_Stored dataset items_
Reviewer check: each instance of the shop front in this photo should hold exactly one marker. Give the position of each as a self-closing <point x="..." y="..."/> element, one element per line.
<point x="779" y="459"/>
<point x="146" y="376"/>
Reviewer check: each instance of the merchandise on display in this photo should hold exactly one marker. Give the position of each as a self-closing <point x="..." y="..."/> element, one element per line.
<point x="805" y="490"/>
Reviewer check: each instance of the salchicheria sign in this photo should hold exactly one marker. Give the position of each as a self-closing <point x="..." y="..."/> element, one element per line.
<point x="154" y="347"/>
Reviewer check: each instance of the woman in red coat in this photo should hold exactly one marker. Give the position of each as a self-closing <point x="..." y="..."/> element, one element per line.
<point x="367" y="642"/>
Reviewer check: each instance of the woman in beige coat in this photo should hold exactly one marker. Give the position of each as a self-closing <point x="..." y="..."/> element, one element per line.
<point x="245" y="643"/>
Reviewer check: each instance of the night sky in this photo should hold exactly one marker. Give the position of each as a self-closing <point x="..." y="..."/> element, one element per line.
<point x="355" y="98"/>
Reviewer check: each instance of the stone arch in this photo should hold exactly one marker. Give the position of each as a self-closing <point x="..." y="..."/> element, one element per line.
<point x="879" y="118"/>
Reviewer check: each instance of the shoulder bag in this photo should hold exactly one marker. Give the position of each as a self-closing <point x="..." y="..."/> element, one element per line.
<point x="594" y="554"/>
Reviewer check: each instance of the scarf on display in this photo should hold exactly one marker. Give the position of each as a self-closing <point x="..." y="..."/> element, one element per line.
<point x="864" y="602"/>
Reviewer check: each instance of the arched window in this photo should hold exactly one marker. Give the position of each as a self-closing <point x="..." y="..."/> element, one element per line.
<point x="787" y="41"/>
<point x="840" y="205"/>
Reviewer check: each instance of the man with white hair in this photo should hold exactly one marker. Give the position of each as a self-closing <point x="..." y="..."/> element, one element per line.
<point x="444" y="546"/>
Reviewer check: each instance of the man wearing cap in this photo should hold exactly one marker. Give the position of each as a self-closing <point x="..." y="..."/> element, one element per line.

_Requirement_
In full and exactly as written, repeat the data.

_Solution to this problem_
Reviewer check: each instance of the shop front in this photo should hold exactly one marker. Give the position of each as a self-closing <point x="..." y="..."/> element, one element per line.
<point x="779" y="459"/>
<point x="146" y="376"/>
Reviewer check: each instance of the merchandise on display in this photo should hold exactly one marker. Give the position of each as a self-closing <point x="..." y="..."/> element, one element per line.
<point x="805" y="490"/>
Reviewer check: each instance of the salchicheria sign in this photo should hold exactly one marker. Give the position of each as a self-closing <point x="..." y="..."/> element, one element per line.
<point x="154" y="347"/>
Reviewer check: each instance of the woman in red coat in this photo should hold exactly one marker. Give the position of each as a self-closing <point x="..." y="..."/> element, one element per line.
<point x="367" y="642"/>
Reviewer check: each instance of the woman in beige coat in this photo should hold exactly one marker. Give the position of each as a self-closing <point x="..." y="..."/> element, one element per line.
<point x="245" y="643"/>
Reviewer check: each instance of the night sky in this photo should hold exactly one marker. Give the position of each as a self-closing <point x="..." y="..."/> element, one element per line.
<point x="355" y="98"/>
Reviewer check: each instance of the stone arch in this photo should hold exactly one marker. Give the position of each as a self-closing <point x="..." y="..."/> element, one element per line.
<point x="879" y="118"/>
Reviewer check: each instance of the shoulder bag in this photo should hold exactly one marker. Give the position of each as a self-closing <point x="..." y="..."/> element, one element per line.
<point x="594" y="554"/>
Reviewer check: each instance of the scarf on display in this photo should hold exactly one marker. Give the position of each as a self-closing <point x="..." y="..."/> element, one element per line.
<point x="864" y="602"/>
Reviewer check: each instance of the arched window in this photo should hold exactly one marker. Give the position of each as a self-closing <point x="..." y="..."/> element, one element per line.
<point x="787" y="41"/>
<point x="840" y="205"/>
Reviewer check: each instance of the man with white hair in this photo should hold exactly one marker. Give the position of each as a self-closing <point x="..." y="..."/> element, one element per line.
<point x="444" y="546"/>
Reviewer check: each instance of the man wearing cap in this photo should hold exactly one marker. Give the position of each as a self-closing <point x="..." y="..."/> element, one element per line.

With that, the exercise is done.